* begin Data for this exercise *
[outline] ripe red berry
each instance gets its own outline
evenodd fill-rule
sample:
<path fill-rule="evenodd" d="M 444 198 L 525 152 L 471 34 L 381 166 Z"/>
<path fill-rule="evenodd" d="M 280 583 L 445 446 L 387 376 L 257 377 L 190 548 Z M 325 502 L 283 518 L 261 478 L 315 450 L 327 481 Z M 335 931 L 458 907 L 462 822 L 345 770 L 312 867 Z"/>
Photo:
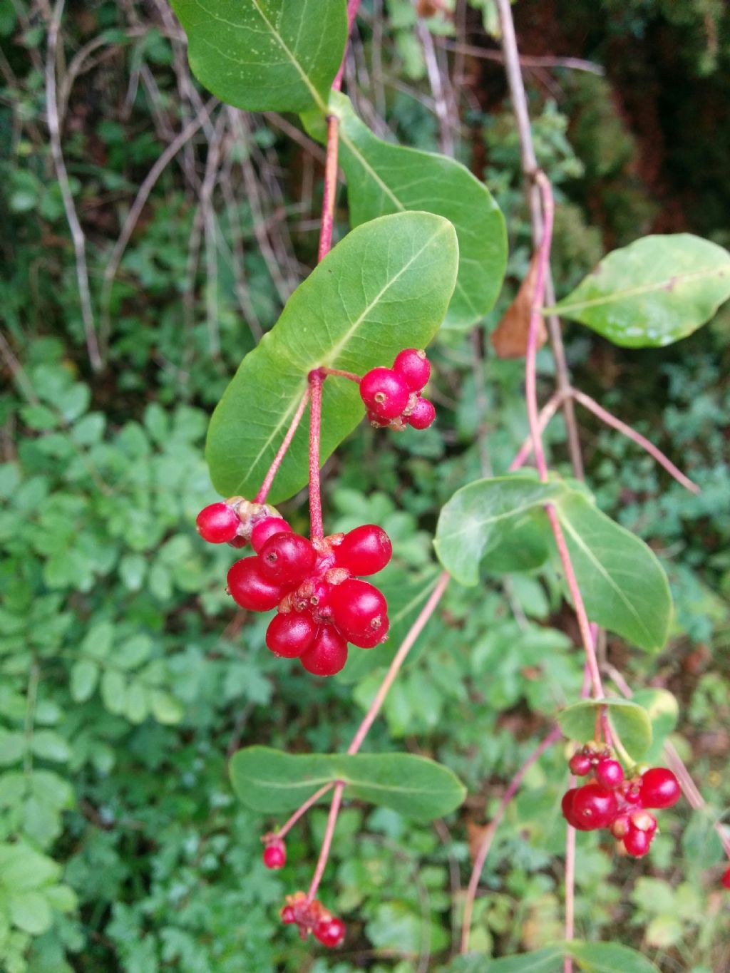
* end Data for this exercise *
Edit the lines above by replacing "instance" with "object" and keeping everything else the same, and leave the pictures out of your answer.

[outline] ripe red berry
each object gets its own outline
evenodd fill-rule
sample:
<path fill-rule="evenodd" d="M 444 198 L 525 152 L 471 34 L 381 166 Z"/>
<path fill-rule="evenodd" d="M 280 583 L 445 446 L 387 376 L 257 377 L 190 548 Z M 325 502 L 283 518 L 261 478 L 315 450 L 327 481 Z M 335 931 L 458 907 L 462 822 L 345 770 L 312 867 Z"/>
Photo:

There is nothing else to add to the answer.